» **EXTRACT TO READ**:

Anyway, here’s ChatGPT’s Napoleonic wargaming rules (humourous version):
Welcome to the world of Napoleonic wargaming, where the only thing more exciting than the battles is the arguments over whose dice are loaded. You’ll be using miniature soldiers to represent different units on the battlefield, and your goal is to make sure your side comes out on top. Or at least, that’s what you’ll tell your friends when you lose.
First off, let’s talk about the units you’ll be using. Each unit has a certain number of figures, which represents its strength. Unless you’re playing with those tiny plastic soldiers, then it represents how many you can fit in your pocket. Each unit also has its own set of stats, like movement speed, firepower, and morale. These stats can be found on a roster sheet or a reference card, or if you’re like me, scribbled on a napkin in crayon.
When it comes to movement, you’ll be using a tape measure or ruler to move your units around the battlefield. Standard infantry units can move up to 6 inches per turn, unless you’re playing with those tiny plastic soldiers, then they just kind of roll around in your hand. Keep in mind that some units have special abilities that can affect movement, like light infantry being able to move through difficult terrain without penalty. Or just falling in between the cracks in the table.
Combat is where the real action happens! Players take turns moving and attacking with their units. You’ll be rolling dice to resolve combat, and the outcome will be affected by the units’ stats and the situation on the battlefield. And also by how much you’ve had to drink. Don’t forget that morale is super important – if a unit suffers heavy casualties or gets charged by the enemy, they might rout and have to run away. Or just lay down and play dead, pretending to be a casualty.
Now, let’s talk about some of the special abilities or unique characteristics that certain units might have. Elite units like the Old Guard or Grenadiers might have a higher morale and be able to re-roll failed morale checks. Which is just fancy talk for “they’re too stubborn to run away.” Skirmishers can move and shoot in the same turn, which is great if you’re trying to get away from your significant other. Light infantry can move through difficult terrain without penalty, but they’ll probably still complain about it. And Heavy cavalry like cuirassiers will have a higher charge bonus, but they’ll also have a higher chance of falling off their horses and making a fool of themselves.

» **DATASET CONTENT**:
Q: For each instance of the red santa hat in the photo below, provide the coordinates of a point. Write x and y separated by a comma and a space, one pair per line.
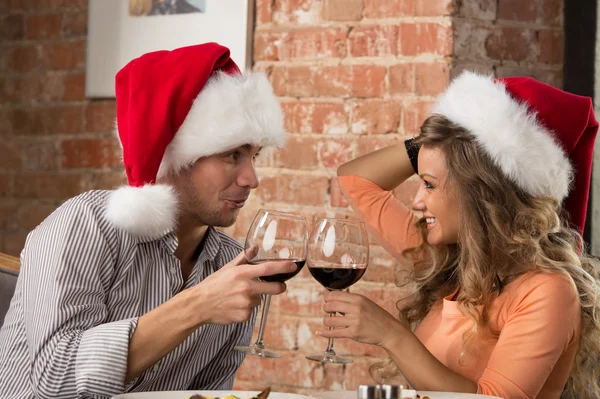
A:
174, 107
541, 137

» **EXERCISE BRIEF**: In the humorous wargaming rules, how far can standard infantry units move per turn? The listing isn't needed for anything here.

» **EXERCISE RESULT**: Up to 6 inches per turn.